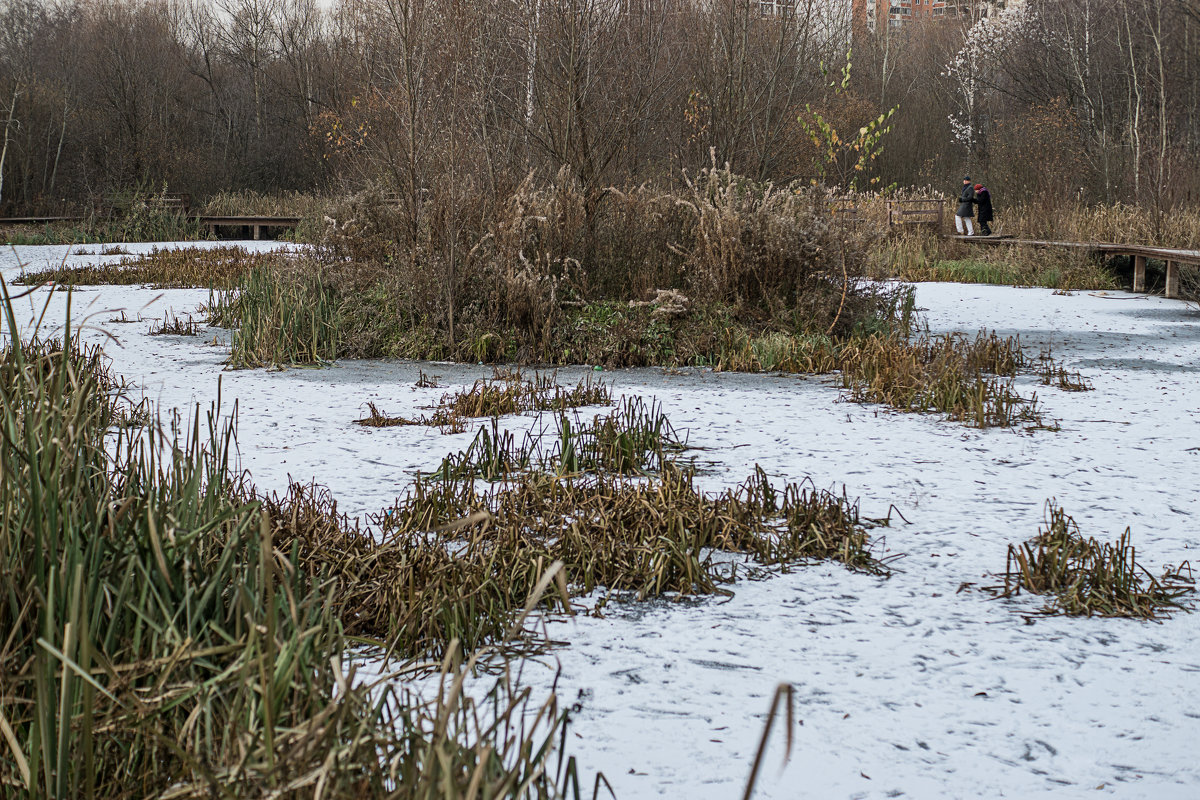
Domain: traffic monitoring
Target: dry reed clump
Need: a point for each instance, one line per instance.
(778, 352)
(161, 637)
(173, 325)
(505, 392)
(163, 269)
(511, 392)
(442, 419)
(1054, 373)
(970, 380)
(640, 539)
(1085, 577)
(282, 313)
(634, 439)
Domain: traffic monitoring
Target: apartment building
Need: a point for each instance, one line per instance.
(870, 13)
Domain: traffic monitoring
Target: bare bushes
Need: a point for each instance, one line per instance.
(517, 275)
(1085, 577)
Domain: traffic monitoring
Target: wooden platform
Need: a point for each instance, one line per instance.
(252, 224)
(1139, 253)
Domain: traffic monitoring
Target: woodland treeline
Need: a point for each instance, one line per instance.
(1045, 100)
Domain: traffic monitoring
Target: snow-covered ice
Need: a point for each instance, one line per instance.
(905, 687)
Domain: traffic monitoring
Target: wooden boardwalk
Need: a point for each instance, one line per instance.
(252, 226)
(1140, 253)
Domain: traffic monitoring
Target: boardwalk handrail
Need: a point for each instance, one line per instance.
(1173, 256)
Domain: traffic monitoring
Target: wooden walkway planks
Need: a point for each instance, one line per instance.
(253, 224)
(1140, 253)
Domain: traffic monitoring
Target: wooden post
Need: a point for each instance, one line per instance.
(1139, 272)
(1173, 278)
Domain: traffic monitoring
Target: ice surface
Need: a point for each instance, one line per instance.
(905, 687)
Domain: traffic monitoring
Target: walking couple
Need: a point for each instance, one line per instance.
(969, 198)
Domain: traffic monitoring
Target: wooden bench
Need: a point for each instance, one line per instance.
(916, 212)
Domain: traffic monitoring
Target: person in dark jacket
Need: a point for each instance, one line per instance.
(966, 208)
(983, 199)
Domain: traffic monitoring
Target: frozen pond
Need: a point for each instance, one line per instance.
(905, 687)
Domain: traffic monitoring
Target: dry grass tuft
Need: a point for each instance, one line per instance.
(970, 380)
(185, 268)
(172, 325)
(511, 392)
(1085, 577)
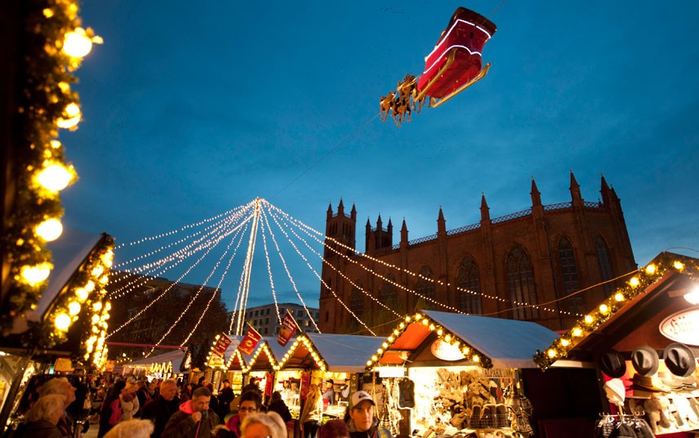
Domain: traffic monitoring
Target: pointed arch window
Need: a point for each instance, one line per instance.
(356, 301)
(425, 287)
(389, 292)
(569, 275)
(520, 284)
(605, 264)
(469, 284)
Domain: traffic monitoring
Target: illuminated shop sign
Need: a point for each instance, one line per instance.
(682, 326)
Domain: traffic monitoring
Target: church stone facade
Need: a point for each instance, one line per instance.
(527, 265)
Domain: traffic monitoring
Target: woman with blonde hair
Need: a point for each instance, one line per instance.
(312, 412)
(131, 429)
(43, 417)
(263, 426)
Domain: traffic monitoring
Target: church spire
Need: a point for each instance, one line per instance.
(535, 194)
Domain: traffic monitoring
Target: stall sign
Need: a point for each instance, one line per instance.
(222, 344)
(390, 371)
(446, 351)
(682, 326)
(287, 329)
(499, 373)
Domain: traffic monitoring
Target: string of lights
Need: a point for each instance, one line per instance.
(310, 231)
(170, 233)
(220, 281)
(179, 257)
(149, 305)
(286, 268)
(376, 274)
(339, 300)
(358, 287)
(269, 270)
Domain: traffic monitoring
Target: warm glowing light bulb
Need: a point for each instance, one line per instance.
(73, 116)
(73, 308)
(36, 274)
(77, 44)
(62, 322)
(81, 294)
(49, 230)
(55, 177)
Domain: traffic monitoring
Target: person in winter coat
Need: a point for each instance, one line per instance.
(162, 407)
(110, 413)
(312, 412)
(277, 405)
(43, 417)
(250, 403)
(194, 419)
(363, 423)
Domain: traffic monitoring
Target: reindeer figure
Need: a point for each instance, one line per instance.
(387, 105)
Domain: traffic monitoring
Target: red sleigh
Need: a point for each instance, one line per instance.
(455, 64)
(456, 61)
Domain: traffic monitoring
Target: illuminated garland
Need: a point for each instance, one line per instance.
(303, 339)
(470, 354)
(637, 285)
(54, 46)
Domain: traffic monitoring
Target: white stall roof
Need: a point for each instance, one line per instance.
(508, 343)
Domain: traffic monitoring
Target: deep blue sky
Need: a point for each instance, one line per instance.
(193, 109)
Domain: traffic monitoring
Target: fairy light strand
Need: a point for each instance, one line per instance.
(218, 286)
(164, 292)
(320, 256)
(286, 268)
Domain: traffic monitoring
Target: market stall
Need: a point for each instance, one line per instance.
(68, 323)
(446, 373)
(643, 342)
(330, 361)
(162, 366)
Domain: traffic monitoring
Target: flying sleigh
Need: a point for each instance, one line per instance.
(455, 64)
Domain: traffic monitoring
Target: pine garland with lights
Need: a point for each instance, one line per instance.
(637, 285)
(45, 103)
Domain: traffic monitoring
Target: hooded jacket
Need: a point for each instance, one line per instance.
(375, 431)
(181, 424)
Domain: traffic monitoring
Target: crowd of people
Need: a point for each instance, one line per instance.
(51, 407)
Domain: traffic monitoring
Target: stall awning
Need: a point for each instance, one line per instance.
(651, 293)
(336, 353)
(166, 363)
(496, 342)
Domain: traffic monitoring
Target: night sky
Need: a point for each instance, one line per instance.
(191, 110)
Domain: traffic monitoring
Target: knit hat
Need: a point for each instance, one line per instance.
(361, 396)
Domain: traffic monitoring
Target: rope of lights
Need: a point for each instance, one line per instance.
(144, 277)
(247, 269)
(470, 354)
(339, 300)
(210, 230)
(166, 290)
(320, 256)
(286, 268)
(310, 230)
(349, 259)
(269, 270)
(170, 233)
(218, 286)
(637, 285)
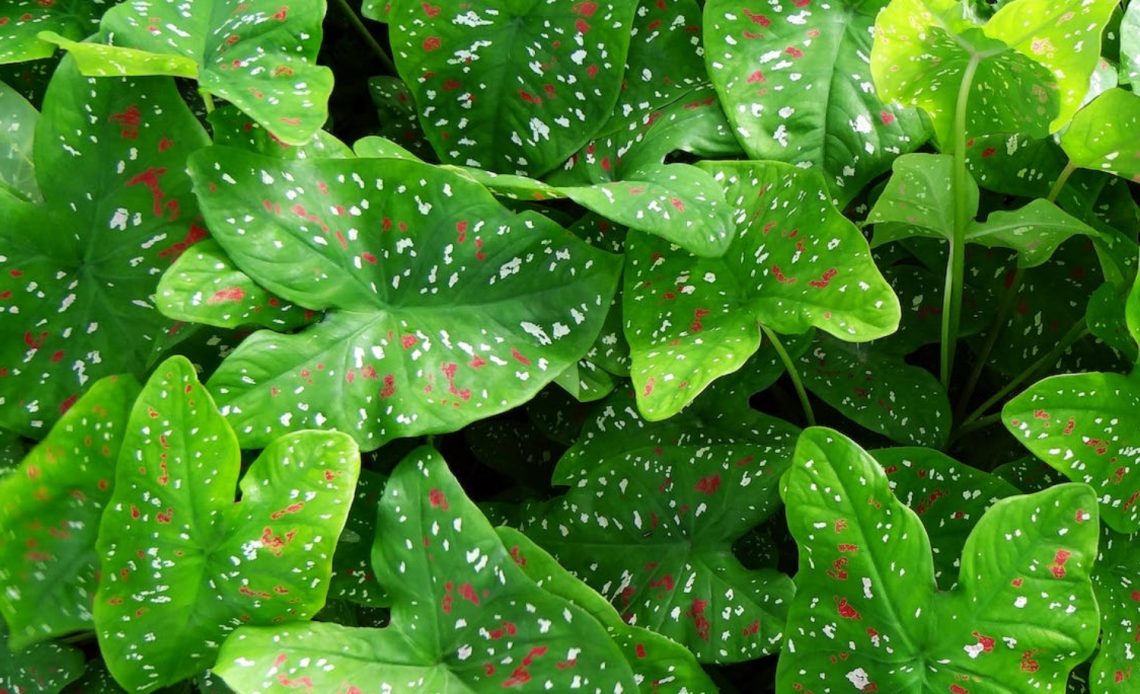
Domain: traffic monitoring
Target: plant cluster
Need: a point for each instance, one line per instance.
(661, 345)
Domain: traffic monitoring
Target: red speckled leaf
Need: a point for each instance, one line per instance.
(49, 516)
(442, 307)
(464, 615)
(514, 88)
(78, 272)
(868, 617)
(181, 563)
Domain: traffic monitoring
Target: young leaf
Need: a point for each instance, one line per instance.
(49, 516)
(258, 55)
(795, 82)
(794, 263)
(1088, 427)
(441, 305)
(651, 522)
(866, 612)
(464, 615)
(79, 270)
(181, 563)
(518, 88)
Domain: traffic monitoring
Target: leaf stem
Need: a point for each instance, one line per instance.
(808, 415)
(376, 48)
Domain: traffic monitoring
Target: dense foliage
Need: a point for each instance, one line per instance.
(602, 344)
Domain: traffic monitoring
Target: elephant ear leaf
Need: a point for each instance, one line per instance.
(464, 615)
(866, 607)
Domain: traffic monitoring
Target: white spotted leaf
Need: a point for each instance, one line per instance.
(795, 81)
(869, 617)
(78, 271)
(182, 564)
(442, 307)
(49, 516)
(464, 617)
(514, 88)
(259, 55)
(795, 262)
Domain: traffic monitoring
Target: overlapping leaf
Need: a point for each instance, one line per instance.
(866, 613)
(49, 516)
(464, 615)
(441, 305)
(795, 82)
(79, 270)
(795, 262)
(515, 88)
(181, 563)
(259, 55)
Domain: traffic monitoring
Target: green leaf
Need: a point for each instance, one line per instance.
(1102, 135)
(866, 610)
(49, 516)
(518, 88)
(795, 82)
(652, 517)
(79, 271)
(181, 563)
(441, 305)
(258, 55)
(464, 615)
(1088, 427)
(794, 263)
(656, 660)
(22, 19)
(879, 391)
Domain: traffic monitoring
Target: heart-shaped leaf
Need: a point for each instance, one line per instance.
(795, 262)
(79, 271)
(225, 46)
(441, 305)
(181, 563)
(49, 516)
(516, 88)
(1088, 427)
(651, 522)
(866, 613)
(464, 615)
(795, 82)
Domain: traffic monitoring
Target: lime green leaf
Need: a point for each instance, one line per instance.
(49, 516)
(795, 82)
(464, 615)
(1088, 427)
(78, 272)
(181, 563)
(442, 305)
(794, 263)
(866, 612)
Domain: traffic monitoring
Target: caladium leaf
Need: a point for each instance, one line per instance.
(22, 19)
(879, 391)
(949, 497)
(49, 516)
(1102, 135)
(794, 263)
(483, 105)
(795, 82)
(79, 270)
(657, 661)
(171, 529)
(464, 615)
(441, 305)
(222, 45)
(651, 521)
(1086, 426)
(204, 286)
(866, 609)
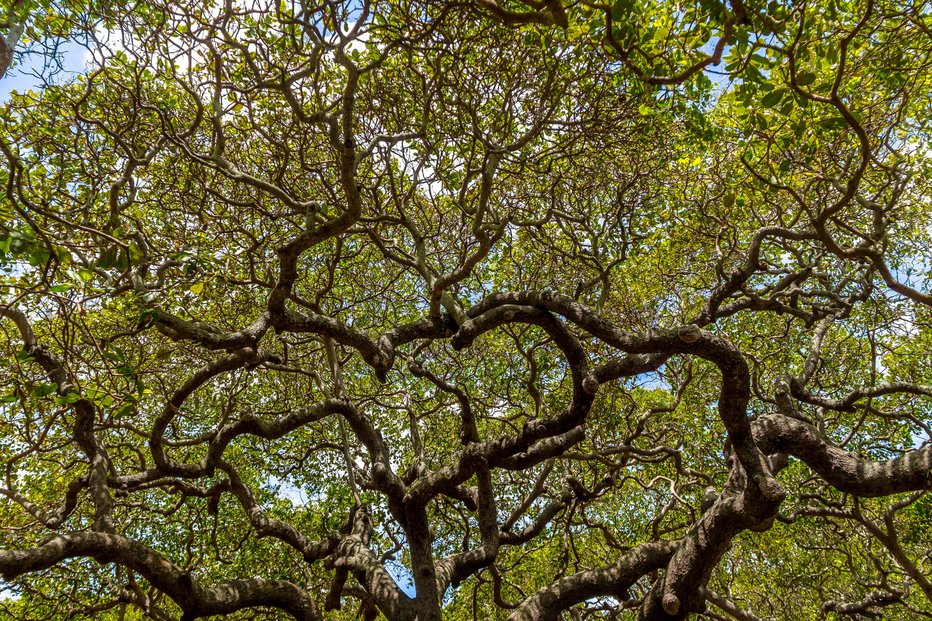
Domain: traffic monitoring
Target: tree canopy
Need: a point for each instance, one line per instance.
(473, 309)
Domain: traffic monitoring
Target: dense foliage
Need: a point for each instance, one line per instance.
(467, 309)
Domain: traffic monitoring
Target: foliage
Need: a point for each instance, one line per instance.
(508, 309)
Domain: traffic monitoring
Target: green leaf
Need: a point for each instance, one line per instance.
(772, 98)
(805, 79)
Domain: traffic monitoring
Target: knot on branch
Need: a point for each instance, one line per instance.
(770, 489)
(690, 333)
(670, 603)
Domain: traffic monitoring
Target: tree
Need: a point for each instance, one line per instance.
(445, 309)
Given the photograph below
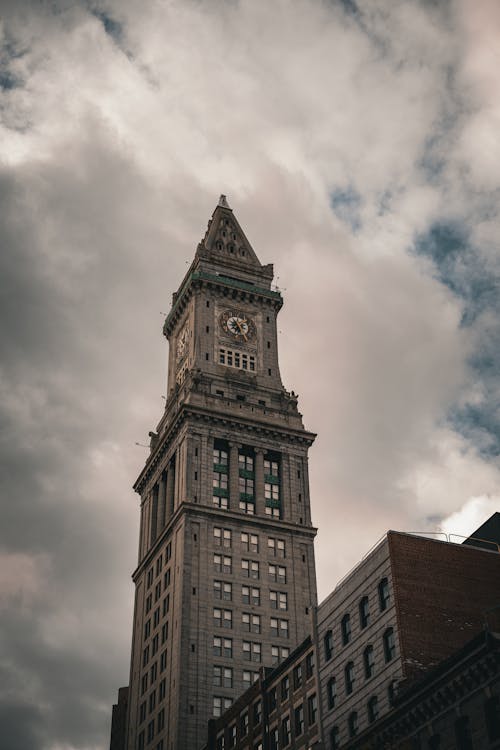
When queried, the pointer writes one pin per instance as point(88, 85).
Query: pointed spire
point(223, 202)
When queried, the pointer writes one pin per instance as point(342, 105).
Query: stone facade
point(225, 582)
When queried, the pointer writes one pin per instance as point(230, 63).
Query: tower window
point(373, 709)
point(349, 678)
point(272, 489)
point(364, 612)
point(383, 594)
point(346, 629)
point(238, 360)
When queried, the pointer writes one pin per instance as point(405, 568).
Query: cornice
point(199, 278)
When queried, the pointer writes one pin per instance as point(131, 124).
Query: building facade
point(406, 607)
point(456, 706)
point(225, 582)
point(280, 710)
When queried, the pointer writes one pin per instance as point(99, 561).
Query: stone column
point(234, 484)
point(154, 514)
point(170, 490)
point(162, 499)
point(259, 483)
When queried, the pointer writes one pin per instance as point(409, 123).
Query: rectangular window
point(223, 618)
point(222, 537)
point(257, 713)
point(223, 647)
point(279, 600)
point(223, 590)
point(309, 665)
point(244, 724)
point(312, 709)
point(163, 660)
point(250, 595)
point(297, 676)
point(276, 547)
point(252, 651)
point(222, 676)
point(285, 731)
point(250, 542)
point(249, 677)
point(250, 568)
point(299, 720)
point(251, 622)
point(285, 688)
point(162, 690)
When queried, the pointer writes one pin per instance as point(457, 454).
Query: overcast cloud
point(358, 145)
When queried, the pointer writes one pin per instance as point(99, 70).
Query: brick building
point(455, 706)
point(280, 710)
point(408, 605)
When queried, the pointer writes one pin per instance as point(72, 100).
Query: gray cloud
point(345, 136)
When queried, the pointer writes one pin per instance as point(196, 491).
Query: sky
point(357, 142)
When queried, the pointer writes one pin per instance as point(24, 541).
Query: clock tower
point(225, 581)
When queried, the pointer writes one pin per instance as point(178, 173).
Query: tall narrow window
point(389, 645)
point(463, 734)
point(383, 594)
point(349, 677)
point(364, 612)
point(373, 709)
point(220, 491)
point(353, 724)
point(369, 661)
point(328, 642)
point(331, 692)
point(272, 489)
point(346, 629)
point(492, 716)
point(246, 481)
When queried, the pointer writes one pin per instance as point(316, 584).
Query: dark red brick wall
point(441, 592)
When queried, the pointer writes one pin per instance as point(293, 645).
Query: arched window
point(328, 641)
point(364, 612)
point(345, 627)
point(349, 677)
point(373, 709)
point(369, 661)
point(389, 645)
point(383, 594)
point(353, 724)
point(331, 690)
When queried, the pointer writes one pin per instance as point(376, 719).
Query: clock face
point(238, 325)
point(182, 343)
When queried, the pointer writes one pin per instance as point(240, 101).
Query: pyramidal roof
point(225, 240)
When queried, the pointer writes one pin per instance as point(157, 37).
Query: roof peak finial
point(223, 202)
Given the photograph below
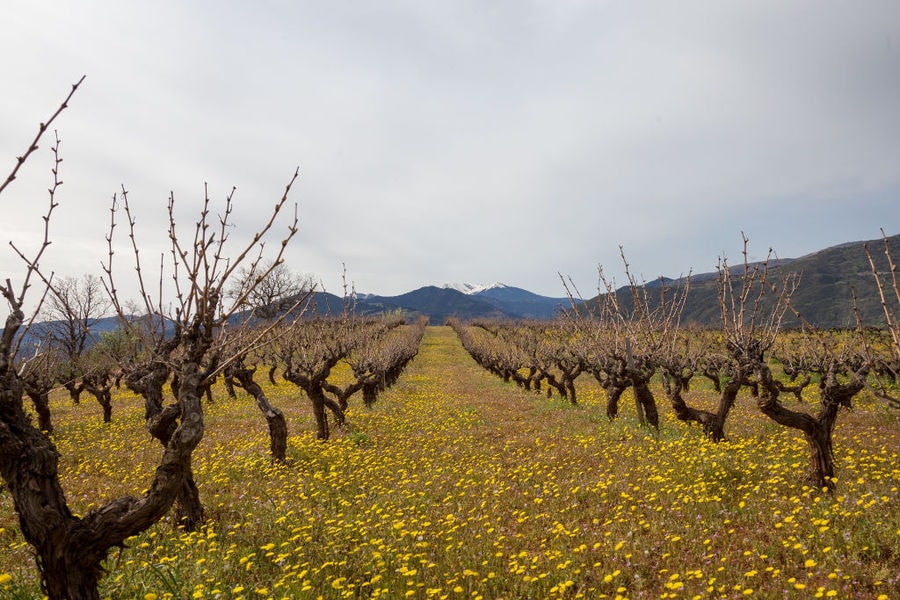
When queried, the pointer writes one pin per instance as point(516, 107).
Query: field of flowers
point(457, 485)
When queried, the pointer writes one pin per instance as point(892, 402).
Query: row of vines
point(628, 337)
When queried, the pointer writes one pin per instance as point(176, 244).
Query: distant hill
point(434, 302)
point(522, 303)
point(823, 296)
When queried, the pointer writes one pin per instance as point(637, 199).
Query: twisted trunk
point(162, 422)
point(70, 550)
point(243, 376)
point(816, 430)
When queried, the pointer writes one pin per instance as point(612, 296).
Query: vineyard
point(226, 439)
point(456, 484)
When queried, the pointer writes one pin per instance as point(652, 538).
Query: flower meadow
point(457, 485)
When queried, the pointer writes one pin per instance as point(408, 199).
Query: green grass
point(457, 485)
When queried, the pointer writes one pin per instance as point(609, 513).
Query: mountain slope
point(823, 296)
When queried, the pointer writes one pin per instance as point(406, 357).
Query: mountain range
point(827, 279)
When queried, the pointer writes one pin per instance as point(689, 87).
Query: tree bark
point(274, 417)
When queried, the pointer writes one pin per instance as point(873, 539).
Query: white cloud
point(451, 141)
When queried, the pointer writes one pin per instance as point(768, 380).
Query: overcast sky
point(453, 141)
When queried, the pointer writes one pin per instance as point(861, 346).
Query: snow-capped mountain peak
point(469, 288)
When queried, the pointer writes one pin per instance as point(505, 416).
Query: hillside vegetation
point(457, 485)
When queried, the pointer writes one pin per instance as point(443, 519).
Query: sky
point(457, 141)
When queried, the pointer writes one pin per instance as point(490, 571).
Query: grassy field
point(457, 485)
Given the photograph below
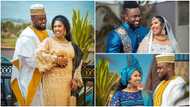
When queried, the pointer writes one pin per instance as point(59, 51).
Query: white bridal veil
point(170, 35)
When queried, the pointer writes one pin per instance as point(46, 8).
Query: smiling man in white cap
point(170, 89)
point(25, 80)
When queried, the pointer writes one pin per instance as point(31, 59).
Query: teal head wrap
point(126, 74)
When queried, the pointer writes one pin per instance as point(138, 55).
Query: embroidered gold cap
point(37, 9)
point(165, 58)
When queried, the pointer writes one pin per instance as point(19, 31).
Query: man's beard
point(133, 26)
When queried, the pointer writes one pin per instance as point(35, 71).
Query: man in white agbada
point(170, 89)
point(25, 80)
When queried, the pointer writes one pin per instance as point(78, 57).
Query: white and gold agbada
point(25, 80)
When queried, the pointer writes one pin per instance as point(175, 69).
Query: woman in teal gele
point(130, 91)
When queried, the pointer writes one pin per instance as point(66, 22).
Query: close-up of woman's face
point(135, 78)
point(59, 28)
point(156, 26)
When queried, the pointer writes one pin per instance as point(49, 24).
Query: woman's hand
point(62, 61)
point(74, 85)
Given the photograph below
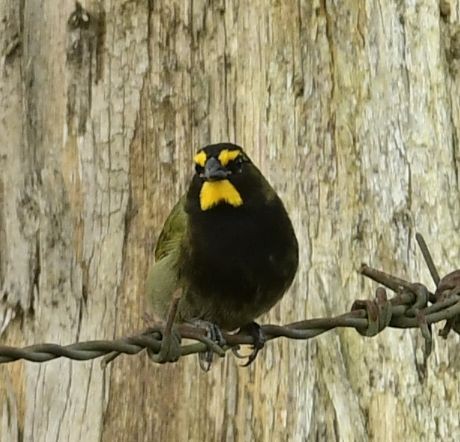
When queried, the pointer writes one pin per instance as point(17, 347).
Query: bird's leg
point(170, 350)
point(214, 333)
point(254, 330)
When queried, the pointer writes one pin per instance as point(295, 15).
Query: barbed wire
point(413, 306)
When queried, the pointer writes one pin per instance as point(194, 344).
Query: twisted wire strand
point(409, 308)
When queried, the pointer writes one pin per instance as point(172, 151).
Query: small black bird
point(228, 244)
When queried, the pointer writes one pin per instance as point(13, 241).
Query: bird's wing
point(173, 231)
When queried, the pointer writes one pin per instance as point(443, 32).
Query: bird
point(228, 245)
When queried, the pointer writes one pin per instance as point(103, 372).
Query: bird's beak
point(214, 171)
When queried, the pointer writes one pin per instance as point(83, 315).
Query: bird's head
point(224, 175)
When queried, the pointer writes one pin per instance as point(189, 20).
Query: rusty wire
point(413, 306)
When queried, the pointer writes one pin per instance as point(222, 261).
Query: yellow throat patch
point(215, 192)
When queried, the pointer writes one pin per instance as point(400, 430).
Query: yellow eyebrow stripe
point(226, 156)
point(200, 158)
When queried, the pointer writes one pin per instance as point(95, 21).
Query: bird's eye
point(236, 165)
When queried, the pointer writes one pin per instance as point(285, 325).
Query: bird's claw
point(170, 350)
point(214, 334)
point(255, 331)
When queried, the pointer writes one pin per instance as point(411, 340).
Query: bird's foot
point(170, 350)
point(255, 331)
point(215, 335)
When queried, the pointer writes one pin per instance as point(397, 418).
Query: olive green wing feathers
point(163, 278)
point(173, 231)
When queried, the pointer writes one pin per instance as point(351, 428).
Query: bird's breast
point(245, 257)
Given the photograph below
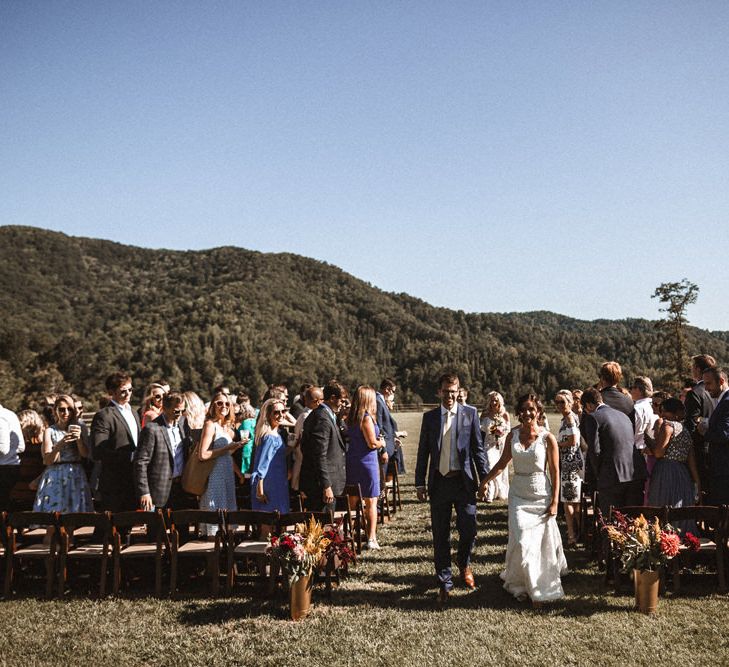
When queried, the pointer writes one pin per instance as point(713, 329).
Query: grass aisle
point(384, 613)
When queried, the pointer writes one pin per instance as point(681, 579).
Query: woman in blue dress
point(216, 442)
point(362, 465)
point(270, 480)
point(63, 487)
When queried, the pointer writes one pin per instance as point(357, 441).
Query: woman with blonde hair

○ ○ ○ ○ ○

_Direction_
Rewrite the stretch of the records that opens with the line containing "as point(612, 296)." and closes with the line containing "point(451, 141)", both lines included, as a Markdown table. Use two columns, Row and Line Text, give each line its own numbered row, and leave out any blank lines.

_Task answer_
| Row | Line Text |
|---|---|
| 1 | When queried, the pointer writes one pin per instance as point(612, 296). |
| 2 | Query: vineyard |
| 3 | point(226, 439) |
| 4 | point(456, 484) |
| 5 | When queried, the pointer writes one pin per instance as point(652, 538). |
| 6 | Query: flower meadow |
| 7 | point(457, 485) |
| 8 | When queried, the pointer writes one pin per instance as point(408, 199). |
| 9 | Query: green grass |
| 10 | point(457, 485) |
| 11 | When queried, the pointer writes one pin per instance as point(609, 513). |
| 12 | Query: mountain slope |
| 13 | point(823, 296) |
| 14 | When queried, the pointer writes one pin per instance as point(406, 357). |
| 15 | Query: mountain range |
| 16 | point(827, 279) |
| 17 | When queried, the pointer writes one pin per instance as point(689, 87). |
| 18 | Query: tree bark |
| 19 | point(274, 417) |
| 20 | When queried, the pointer writes one pin per instance as point(873, 539). |
| 21 | Query: white cloud |
| 22 | point(451, 141) |